WHAT YOU NEED TO DO:
Lines below that hold the word "bumper" must be copied in full.

EXTRACTED DATA:
• • • •

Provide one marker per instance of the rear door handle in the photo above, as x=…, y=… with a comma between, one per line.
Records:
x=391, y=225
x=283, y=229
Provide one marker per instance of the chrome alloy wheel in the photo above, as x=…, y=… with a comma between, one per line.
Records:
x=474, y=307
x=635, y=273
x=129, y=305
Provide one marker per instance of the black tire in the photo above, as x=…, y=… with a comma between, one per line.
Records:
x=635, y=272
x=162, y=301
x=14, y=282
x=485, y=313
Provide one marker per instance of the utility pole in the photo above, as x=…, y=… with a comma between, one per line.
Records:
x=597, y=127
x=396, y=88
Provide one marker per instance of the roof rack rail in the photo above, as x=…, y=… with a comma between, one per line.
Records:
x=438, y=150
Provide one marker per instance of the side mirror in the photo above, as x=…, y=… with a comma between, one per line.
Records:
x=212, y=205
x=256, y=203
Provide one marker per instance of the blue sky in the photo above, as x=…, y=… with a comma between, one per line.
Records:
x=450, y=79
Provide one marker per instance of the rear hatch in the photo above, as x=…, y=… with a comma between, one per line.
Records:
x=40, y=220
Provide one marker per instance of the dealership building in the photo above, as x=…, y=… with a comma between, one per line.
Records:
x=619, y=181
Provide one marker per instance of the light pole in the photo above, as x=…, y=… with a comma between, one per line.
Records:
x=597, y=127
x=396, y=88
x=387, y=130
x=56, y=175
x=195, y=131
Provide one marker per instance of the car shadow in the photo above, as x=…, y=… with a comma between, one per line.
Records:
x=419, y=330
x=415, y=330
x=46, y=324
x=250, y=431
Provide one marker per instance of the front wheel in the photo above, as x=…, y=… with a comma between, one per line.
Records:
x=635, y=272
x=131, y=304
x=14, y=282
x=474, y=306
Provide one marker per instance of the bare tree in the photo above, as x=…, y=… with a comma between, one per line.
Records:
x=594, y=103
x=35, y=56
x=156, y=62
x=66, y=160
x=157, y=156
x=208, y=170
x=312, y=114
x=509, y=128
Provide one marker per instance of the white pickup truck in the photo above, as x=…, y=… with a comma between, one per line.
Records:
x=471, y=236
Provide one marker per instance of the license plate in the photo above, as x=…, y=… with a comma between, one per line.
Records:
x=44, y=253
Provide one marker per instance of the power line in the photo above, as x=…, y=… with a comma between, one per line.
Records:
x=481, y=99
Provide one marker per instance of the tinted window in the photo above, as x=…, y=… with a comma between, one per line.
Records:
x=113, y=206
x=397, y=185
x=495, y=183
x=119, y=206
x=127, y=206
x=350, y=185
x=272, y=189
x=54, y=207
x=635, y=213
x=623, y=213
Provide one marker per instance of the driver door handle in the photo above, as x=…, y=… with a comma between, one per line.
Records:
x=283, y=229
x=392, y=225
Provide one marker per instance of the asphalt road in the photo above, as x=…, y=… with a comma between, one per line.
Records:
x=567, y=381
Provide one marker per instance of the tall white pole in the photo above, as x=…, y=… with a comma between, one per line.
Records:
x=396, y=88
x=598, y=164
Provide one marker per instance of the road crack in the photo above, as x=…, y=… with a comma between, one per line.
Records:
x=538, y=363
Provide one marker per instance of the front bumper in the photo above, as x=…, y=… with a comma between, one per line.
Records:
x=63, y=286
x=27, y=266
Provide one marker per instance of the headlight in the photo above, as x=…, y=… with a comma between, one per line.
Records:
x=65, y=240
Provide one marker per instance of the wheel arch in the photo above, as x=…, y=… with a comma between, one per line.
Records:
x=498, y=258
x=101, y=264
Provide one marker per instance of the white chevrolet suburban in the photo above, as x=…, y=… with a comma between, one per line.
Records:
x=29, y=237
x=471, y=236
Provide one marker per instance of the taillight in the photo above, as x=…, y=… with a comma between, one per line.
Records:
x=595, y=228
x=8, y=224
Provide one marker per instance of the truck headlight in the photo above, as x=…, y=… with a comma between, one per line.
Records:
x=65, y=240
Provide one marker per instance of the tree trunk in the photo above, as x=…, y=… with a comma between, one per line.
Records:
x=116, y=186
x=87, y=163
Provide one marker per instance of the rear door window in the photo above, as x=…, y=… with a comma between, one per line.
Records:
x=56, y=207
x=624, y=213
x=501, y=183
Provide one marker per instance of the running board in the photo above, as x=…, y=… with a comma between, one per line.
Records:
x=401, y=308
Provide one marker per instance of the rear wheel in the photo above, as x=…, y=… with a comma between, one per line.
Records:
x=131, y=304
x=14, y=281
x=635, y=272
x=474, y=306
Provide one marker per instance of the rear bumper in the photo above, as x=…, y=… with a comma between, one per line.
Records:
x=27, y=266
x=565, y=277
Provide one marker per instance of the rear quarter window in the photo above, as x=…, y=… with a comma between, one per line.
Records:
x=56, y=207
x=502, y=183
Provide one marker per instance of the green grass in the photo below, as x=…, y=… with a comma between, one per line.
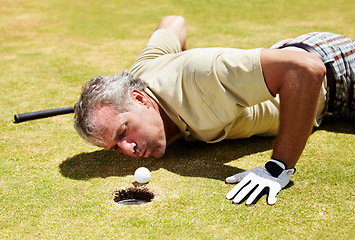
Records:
x=55, y=186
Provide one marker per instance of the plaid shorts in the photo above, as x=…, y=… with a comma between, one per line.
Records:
x=338, y=52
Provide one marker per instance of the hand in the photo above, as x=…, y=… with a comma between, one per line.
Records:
x=258, y=180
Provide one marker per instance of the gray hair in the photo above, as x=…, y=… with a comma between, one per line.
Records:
x=112, y=91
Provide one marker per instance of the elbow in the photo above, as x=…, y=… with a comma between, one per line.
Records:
x=315, y=69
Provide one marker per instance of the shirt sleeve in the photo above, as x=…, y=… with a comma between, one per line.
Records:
x=162, y=42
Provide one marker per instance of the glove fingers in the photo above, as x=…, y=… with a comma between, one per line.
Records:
x=256, y=195
x=237, y=177
x=232, y=193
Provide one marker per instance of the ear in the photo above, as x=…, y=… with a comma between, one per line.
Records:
x=140, y=97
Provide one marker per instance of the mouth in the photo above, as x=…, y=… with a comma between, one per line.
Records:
x=142, y=154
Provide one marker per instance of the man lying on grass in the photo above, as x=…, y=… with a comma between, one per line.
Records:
x=211, y=94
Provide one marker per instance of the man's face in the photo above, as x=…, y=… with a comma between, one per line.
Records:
x=139, y=133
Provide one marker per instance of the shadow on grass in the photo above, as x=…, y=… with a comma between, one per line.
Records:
x=194, y=159
x=338, y=125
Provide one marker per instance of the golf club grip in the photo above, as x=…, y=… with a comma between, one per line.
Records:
x=22, y=117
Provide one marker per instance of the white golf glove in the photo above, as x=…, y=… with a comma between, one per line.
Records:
x=273, y=177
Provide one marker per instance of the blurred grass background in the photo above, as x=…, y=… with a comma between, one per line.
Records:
x=55, y=186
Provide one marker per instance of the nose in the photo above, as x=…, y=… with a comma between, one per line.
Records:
x=126, y=147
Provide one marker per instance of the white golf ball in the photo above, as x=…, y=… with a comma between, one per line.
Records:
x=142, y=175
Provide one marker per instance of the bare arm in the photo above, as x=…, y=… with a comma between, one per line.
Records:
x=297, y=78
x=176, y=24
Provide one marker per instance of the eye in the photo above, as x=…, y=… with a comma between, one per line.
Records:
x=123, y=133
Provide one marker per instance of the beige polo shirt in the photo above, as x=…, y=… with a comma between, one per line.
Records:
x=209, y=93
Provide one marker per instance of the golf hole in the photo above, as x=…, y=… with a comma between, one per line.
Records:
x=133, y=196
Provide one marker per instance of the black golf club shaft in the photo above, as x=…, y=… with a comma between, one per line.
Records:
x=22, y=117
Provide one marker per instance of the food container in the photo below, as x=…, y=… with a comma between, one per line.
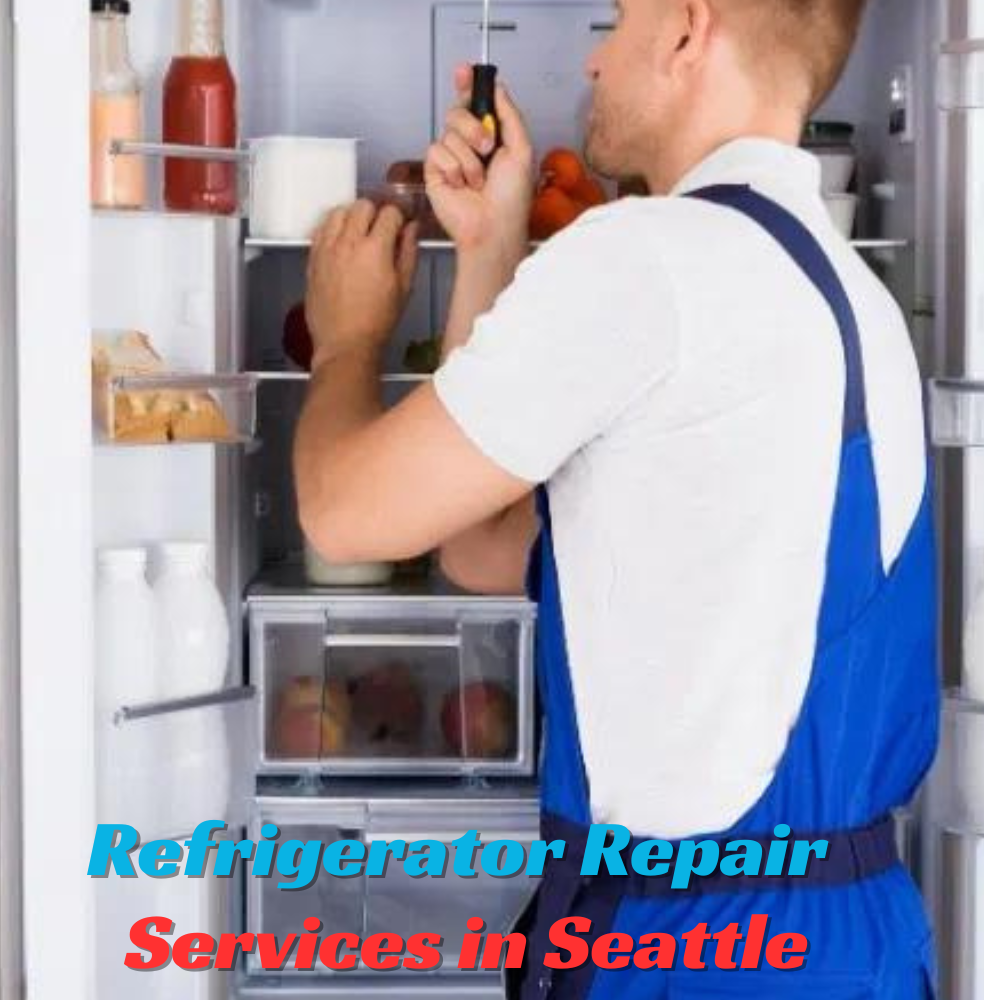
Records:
x=296, y=180
x=323, y=574
x=412, y=683
x=842, y=209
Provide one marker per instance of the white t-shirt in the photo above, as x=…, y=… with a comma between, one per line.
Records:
x=670, y=373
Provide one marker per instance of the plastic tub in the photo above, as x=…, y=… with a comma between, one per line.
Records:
x=836, y=170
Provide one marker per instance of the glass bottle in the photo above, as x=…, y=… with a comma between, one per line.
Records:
x=115, y=109
x=199, y=109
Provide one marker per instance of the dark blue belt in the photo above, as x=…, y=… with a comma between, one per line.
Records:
x=851, y=855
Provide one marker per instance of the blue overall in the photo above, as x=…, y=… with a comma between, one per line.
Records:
x=864, y=738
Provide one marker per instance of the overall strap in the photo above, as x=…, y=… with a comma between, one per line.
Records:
x=805, y=250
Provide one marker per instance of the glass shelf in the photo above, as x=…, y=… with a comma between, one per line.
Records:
x=447, y=246
x=956, y=412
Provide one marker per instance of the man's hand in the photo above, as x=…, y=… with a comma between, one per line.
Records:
x=481, y=208
x=360, y=273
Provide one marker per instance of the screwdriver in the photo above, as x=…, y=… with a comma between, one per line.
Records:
x=484, y=78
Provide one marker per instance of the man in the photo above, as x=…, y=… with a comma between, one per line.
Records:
x=713, y=406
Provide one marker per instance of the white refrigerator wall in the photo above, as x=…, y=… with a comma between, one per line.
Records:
x=53, y=309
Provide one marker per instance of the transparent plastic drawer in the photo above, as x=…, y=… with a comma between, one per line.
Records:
x=175, y=408
x=394, y=902
x=380, y=687
x=956, y=413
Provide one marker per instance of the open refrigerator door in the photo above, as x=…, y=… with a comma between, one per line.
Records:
x=954, y=817
x=218, y=298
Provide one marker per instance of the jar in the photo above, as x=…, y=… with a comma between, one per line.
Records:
x=323, y=574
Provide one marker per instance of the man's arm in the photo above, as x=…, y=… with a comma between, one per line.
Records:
x=374, y=485
x=394, y=485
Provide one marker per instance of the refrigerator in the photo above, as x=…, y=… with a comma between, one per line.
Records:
x=214, y=301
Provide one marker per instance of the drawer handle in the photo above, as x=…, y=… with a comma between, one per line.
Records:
x=447, y=836
x=400, y=641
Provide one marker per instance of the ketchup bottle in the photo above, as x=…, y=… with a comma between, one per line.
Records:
x=199, y=109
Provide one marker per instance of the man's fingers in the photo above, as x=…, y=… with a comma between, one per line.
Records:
x=360, y=217
x=515, y=132
x=472, y=166
x=385, y=230
x=440, y=161
x=464, y=124
x=325, y=236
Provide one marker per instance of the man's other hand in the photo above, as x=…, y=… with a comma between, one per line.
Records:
x=360, y=273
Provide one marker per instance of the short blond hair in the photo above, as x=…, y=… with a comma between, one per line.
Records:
x=817, y=35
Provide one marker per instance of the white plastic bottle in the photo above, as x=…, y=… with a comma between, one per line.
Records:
x=126, y=674
x=192, y=628
x=193, y=641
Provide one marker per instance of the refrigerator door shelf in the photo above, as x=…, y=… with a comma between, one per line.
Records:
x=165, y=767
x=176, y=408
x=961, y=79
x=381, y=685
x=956, y=784
x=395, y=902
x=956, y=412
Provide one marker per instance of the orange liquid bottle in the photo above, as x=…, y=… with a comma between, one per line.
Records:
x=115, y=109
x=199, y=109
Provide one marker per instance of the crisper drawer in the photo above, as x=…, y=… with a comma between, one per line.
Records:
x=395, y=902
x=385, y=686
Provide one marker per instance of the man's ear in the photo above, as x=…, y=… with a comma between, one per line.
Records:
x=684, y=35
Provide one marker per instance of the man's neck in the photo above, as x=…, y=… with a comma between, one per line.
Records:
x=681, y=155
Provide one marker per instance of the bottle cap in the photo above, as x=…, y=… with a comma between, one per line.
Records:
x=110, y=6
x=131, y=558
x=184, y=553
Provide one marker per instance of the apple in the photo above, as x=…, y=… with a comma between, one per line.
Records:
x=490, y=719
x=296, y=338
x=307, y=733
x=313, y=718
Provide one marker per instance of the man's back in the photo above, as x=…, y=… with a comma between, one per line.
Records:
x=678, y=383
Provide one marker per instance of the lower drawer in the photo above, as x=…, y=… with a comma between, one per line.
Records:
x=395, y=902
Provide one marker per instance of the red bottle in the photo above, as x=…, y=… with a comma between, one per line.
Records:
x=199, y=109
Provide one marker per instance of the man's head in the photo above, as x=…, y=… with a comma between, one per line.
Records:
x=677, y=75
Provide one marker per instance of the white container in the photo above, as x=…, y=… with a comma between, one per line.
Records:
x=192, y=628
x=125, y=632
x=842, y=209
x=296, y=180
x=324, y=574
x=836, y=170
x=125, y=655
x=197, y=788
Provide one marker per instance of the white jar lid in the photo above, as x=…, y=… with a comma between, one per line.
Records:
x=184, y=553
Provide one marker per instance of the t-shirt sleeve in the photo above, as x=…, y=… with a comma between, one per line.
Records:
x=586, y=328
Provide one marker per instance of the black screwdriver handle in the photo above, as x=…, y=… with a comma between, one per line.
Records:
x=483, y=104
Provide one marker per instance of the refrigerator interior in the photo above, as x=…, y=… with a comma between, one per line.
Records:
x=214, y=302
x=10, y=793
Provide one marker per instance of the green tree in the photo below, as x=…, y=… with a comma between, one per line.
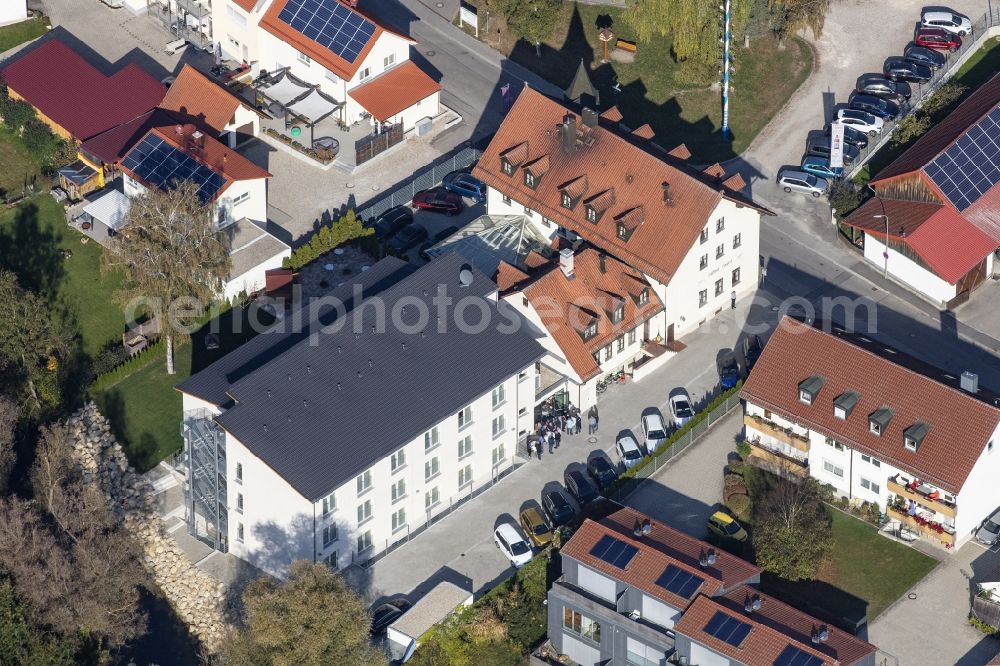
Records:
x=311, y=619
x=173, y=258
x=792, y=530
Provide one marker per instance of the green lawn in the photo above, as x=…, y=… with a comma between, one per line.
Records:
x=18, y=33
x=33, y=236
x=657, y=90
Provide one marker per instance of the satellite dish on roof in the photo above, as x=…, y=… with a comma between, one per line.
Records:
x=465, y=275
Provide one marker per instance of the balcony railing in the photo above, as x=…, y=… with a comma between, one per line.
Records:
x=937, y=505
x=783, y=435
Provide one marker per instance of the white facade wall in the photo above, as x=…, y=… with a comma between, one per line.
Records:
x=922, y=281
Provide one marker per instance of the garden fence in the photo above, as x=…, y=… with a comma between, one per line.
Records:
x=982, y=29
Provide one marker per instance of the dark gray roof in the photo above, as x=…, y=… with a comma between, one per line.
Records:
x=329, y=406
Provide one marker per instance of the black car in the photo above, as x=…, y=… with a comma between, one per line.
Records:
x=434, y=240
x=901, y=69
x=580, y=487
x=387, y=613
x=392, y=221
x=879, y=86
x=852, y=137
x=924, y=56
x=557, y=508
x=407, y=237
x=876, y=106
x=602, y=472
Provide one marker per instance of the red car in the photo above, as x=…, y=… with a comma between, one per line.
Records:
x=936, y=38
x=438, y=200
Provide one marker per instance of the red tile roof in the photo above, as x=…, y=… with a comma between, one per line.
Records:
x=395, y=91
x=324, y=56
x=566, y=306
x=194, y=98
x=960, y=425
x=71, y=92
x=610, y=162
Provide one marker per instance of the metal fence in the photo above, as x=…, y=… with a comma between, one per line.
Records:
x=402, y=193
x=921, y=91
x=689, y=437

• • • •

COMPLETED EXERCISE:
Provide one marker per instance of the front bumper in the photo above, as x=…, y=… with a comma between, one per line.
Provide one marker per instance of the rear bumper in the photo above, as x=…, y=… with a comma between, one per line.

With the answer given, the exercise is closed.